= TASK STATEMENT =
From the data below, retype exactly the lines starting with the one that contains "Target: person in red skirt" and ending with the one that contains "Mark one point on every instance of the night", both included.

= RECORDS SHOWN =
################

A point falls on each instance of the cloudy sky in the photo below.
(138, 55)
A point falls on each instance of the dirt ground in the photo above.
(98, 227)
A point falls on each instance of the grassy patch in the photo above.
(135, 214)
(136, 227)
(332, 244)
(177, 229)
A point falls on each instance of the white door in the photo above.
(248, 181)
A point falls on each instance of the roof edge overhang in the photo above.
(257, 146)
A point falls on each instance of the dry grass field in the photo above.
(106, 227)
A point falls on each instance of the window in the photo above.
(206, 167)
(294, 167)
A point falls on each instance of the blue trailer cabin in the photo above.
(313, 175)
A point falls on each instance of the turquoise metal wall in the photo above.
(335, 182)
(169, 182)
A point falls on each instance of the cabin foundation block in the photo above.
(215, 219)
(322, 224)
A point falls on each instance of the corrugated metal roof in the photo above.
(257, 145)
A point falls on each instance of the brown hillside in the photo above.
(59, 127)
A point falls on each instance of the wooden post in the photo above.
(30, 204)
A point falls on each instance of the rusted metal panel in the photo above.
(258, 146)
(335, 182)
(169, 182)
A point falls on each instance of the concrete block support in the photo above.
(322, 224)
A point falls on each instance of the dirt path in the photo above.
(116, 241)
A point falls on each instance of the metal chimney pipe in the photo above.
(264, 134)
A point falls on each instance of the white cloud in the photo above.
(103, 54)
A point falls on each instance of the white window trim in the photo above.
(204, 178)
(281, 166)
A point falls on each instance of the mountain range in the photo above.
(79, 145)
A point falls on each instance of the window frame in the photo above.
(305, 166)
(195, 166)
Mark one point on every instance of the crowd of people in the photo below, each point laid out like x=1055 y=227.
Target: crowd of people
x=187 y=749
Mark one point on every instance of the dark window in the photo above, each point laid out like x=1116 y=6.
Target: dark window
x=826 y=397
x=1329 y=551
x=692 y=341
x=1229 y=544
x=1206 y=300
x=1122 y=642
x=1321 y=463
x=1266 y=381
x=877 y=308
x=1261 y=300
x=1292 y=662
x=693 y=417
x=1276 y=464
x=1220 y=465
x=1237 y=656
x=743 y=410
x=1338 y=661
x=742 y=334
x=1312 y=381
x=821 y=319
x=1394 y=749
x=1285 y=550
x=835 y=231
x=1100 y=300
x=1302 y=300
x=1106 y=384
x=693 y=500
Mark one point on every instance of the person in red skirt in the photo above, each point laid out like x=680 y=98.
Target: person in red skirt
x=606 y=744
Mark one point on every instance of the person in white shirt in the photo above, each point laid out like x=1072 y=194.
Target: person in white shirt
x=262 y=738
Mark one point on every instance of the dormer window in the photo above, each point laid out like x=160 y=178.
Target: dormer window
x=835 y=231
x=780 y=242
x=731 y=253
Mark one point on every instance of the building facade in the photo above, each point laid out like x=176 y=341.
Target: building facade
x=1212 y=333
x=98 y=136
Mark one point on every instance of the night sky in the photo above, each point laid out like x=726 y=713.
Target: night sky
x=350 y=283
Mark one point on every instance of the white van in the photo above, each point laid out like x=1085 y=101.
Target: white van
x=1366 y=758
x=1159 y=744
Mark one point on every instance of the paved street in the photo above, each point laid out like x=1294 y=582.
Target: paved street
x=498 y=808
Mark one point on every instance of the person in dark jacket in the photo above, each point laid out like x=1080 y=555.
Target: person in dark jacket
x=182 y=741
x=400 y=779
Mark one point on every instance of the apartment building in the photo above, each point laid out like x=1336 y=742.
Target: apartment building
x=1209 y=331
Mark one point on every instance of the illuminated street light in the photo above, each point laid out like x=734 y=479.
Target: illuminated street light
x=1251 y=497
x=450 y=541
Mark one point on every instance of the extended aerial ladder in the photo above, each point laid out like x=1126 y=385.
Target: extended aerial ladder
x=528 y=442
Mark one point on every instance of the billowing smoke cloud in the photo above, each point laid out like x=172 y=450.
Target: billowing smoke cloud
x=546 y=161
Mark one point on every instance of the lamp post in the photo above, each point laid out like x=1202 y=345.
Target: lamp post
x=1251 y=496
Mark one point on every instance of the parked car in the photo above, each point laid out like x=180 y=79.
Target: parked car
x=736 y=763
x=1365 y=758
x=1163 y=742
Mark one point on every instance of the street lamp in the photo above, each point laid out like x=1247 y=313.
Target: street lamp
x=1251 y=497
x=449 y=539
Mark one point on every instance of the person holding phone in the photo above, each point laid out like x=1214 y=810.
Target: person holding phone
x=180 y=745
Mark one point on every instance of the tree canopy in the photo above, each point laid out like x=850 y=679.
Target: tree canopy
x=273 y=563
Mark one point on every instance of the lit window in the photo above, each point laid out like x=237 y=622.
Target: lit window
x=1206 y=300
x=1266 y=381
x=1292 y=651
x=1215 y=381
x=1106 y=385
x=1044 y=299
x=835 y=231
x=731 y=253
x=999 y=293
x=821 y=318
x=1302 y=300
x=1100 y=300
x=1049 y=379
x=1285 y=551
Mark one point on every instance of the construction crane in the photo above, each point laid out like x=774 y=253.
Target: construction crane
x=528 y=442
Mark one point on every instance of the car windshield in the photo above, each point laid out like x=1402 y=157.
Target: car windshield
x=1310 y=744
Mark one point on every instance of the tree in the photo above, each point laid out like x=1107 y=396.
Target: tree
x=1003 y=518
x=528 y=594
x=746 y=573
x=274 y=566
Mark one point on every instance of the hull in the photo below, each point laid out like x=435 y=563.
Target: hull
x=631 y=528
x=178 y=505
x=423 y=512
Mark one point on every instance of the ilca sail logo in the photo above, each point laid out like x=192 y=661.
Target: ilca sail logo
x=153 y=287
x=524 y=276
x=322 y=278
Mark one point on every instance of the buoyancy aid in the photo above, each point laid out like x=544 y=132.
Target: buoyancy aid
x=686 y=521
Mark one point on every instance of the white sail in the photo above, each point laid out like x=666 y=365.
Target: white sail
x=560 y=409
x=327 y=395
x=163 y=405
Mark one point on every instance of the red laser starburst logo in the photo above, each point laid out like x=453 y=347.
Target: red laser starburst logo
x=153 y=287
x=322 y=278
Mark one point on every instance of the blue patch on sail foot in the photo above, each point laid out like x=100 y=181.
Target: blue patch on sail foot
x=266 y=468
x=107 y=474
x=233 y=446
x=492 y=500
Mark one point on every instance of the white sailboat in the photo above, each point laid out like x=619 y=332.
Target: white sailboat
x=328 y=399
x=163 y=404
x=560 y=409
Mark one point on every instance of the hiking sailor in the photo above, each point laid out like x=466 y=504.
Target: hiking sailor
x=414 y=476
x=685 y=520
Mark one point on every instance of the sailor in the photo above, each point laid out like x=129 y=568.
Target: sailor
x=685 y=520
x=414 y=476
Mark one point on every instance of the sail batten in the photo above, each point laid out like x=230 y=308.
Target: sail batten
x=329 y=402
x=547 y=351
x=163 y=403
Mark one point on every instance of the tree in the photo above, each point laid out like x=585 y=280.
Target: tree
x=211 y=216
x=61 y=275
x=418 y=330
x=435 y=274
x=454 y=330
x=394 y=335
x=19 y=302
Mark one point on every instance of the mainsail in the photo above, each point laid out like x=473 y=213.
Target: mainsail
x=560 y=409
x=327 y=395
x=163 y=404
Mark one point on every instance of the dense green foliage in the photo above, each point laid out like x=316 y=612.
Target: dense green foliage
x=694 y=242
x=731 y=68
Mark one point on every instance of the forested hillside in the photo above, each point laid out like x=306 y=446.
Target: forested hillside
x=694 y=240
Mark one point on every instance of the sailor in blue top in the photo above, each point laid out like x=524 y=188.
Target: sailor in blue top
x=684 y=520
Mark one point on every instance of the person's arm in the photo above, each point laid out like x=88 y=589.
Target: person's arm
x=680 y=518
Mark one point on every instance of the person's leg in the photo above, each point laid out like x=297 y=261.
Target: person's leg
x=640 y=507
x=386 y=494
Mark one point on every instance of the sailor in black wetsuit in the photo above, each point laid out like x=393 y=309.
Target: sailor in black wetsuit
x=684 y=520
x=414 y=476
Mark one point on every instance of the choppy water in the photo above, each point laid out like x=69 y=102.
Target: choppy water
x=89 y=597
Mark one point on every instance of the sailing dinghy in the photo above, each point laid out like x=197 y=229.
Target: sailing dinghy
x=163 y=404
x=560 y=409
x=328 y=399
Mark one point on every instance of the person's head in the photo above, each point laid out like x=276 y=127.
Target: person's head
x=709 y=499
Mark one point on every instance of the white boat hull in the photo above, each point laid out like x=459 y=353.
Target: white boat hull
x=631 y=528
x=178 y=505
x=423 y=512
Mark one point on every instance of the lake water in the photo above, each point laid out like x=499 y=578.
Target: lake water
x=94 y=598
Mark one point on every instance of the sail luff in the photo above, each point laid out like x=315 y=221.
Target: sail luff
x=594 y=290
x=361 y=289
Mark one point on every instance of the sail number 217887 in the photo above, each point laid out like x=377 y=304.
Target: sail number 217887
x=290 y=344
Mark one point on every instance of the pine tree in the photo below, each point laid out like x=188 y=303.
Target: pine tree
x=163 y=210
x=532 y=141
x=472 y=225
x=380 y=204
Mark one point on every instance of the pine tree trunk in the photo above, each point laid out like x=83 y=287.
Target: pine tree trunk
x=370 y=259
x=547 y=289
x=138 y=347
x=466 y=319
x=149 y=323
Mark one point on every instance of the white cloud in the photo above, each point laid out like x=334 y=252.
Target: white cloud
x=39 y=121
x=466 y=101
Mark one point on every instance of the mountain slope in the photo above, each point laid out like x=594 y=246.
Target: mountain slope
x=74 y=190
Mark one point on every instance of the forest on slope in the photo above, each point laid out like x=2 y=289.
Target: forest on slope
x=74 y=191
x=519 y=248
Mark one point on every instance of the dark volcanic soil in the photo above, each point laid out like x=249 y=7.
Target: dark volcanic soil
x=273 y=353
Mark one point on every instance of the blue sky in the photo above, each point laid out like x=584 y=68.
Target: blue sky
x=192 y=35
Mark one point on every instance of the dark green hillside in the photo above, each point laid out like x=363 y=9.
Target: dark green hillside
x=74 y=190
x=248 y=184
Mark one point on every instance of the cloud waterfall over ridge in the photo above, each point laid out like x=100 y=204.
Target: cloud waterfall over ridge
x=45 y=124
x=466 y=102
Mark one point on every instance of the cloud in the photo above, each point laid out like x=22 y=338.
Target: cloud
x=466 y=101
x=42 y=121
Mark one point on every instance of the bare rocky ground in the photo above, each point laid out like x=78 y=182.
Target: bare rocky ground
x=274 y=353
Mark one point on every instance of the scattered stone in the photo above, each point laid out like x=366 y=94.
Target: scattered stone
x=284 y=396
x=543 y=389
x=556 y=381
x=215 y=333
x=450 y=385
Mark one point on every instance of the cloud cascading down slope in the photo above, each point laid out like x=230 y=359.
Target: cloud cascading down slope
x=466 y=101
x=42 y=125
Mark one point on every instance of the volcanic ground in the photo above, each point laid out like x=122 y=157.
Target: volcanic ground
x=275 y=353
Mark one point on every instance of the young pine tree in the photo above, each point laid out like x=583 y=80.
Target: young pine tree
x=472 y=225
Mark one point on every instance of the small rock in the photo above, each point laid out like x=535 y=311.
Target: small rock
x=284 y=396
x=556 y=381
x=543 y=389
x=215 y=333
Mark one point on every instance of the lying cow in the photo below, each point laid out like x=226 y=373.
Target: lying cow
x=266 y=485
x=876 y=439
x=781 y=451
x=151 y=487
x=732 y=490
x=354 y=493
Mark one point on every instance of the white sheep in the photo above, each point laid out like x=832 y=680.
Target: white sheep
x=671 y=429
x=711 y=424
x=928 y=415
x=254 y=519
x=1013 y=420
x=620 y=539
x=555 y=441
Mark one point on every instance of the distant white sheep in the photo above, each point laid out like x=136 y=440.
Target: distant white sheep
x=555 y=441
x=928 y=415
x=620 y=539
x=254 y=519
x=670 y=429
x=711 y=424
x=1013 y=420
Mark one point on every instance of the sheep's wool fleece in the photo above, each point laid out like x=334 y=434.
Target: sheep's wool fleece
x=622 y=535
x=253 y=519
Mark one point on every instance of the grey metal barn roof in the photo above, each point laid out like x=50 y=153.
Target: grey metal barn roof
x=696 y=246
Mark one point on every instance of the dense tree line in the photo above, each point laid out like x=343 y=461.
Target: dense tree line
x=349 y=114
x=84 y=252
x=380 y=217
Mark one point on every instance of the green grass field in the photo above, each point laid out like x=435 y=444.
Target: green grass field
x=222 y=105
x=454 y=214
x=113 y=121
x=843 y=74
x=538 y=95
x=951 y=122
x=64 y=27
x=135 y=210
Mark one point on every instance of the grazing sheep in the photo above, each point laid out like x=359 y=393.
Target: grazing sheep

################

= TASK OUTPUT =
Target: person in red skirt
x=606 y=744
Mark one point on every instance of the person in white shirt in the photo above, each point laid out like x=1072 y=194.
Target: person in white shirt
x=262 y=738
Mark one point on every instance of the dormer window in the photo above, each point laid out like x=160 y=178.
Target: dormer window
x=835 y=231
x=780 y=242
x=731 y=253
Mark one point on every instance of the building facade in the photo above, each point laid out like x=176 y=341.
Target: building facade
x=1212 y=333
x=98 y=136
Mark one point on every instance of the night sky in the photo above, each point laid out like x=726 y=713.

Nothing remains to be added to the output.